Segment Open

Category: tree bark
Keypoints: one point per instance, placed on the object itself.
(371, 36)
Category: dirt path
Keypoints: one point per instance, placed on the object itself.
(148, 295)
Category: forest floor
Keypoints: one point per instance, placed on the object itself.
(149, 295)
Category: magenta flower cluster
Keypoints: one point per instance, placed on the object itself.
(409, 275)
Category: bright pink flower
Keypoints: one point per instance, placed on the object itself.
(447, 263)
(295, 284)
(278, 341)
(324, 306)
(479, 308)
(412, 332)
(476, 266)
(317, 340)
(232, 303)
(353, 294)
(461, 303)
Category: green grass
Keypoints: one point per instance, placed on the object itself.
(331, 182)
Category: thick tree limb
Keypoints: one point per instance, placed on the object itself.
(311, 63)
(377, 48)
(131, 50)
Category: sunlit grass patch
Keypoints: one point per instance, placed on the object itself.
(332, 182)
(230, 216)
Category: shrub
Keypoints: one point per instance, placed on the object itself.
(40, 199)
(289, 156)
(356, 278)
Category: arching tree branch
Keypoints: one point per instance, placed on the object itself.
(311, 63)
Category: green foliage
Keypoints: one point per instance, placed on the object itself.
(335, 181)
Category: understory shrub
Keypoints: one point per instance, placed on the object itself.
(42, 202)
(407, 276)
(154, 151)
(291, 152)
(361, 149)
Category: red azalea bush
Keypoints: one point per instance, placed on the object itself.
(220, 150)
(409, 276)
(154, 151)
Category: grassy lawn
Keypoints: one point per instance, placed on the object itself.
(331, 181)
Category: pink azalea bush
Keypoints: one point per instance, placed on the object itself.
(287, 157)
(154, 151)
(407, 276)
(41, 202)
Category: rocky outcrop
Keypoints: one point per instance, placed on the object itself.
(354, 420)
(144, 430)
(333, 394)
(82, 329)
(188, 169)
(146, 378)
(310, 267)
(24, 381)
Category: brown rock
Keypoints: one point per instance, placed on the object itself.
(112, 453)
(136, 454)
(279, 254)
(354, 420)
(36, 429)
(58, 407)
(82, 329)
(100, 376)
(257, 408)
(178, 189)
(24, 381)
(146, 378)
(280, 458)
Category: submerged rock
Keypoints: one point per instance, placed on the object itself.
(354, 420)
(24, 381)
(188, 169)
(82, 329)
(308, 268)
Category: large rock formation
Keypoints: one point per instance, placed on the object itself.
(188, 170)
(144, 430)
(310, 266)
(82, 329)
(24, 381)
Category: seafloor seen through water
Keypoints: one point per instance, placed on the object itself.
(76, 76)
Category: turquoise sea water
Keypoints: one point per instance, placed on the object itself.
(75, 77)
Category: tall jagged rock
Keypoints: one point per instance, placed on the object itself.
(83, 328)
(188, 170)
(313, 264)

Segment Closed

▸ **WORK TO COMPLETE**:
Nothing but the lines from the one with "Category: rocky outcrop" through the final line of the data above should be output, exactly as written.

▸ **EXERCISE SOLUTION**:
Category: rocky outcrop
Keypoints: one point per instance, placed on the object itself.
(354, 420)
(144, 430)
(333, 394)
(82, 329)
(188, 169)
(146, 378)
(310, 267)
(24, 381)
Category: brown rock
Keypoints: one point per instance, placed on the object itself.
(112, 453)
(136, 454)
(279, 254)
(354, 420)
(36, 429)
(58, 407)
(82, 329)
(100, 376)
(257, 408)
(178, 189)
(24, 381)
(146, 378)
(280, 458)
Category: submerged rock
Keypoints: one point per instance, placed on the object itself.
(354, 420)
(24, 381)
(188, 169)
(82, 329)
(308, 268)
Category: large rock formation
Keypoints: one point per instance, placed on the object itself.
(188, 170)
(144, 430)
(310, 266)
(82, 329)
(24, 381)
Category: seafloor seen through water
Keypoints: one point per instance, placed on the object itself.
(76, 76)
Category: turquoise sea water
Keypoints: one point per instance, placed on the object itself.
(75, 77)
Category: tall jagged rock
Keypoints: one point per instance, placed on the object itself.
(83, 328)
(188, 170)
(313, 264)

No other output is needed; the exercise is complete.